- [DATA TO USE]:
---
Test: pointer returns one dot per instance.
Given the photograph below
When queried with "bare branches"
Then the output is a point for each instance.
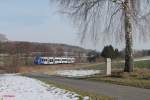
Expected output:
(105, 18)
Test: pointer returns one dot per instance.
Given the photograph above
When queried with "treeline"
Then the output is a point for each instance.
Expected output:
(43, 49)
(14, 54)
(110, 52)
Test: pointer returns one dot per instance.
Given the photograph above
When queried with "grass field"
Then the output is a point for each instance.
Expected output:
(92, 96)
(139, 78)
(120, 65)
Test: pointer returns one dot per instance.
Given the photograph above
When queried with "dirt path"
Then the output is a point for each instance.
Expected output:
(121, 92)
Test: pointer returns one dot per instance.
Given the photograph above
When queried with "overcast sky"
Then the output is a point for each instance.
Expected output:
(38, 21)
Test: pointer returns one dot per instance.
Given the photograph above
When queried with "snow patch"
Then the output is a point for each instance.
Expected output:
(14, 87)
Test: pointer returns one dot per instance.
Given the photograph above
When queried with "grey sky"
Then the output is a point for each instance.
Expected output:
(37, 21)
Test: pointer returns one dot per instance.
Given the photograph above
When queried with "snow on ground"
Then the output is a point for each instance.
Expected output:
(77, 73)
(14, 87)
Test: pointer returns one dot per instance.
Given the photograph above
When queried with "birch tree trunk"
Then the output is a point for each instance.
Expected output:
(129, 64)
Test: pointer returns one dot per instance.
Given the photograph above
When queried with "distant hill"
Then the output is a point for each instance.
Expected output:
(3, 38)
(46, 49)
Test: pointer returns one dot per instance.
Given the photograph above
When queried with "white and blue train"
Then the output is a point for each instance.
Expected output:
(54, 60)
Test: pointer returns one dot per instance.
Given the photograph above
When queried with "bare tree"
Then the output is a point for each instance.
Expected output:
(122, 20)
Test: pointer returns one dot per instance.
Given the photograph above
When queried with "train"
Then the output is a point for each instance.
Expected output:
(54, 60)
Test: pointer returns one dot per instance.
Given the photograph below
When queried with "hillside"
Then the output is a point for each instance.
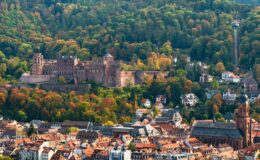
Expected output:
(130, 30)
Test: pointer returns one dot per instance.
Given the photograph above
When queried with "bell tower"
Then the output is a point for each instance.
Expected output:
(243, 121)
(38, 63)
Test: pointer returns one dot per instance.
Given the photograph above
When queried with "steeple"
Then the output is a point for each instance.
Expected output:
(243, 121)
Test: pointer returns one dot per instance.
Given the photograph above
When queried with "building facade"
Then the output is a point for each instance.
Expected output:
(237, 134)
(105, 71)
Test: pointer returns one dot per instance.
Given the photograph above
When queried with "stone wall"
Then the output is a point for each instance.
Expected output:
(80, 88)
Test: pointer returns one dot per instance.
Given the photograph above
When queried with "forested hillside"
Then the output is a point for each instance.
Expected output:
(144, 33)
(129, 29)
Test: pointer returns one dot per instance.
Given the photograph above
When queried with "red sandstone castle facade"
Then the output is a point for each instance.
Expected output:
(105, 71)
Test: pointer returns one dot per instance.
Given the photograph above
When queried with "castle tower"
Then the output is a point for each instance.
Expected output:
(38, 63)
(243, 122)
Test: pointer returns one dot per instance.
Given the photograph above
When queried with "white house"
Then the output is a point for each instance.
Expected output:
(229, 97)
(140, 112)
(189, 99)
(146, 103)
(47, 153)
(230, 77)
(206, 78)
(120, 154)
---
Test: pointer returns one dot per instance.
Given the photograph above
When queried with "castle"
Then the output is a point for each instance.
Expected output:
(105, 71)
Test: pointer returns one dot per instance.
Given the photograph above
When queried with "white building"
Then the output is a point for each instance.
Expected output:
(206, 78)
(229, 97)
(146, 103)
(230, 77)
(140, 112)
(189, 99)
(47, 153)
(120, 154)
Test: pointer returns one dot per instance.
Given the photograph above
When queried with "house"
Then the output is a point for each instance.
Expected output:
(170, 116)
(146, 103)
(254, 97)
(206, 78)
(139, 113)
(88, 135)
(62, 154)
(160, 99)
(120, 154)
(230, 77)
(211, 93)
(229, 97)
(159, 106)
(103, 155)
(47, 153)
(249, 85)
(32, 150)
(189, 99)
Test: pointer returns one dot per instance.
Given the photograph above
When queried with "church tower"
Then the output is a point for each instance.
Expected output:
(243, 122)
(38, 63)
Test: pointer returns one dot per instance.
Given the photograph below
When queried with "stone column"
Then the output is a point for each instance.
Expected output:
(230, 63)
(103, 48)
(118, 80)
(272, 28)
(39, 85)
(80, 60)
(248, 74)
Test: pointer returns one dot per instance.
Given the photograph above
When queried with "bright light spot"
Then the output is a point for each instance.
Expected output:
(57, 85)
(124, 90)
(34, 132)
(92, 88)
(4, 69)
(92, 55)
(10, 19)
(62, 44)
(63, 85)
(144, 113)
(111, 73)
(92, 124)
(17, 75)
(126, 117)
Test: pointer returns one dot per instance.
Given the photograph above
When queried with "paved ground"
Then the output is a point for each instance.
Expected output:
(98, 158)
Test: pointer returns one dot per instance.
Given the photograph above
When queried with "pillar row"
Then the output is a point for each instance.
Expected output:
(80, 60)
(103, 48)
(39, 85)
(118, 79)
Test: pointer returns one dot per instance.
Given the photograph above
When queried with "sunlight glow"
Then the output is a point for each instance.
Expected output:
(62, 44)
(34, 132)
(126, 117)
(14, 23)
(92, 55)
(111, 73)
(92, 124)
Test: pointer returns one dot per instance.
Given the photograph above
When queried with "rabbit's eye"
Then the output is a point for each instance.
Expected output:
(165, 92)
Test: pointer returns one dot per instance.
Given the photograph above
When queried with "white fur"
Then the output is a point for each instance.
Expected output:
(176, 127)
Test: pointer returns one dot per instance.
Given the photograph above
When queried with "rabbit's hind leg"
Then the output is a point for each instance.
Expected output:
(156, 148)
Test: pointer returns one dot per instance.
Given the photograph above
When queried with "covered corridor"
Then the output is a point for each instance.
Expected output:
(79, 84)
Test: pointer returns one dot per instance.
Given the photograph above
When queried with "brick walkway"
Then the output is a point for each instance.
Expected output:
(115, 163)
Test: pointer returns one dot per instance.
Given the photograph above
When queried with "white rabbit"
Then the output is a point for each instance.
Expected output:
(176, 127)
---
Copy each line of the listing above that contains the word "tower".

When queried with "bell tower"
When queried with "castle tower"
When queried with "church tower"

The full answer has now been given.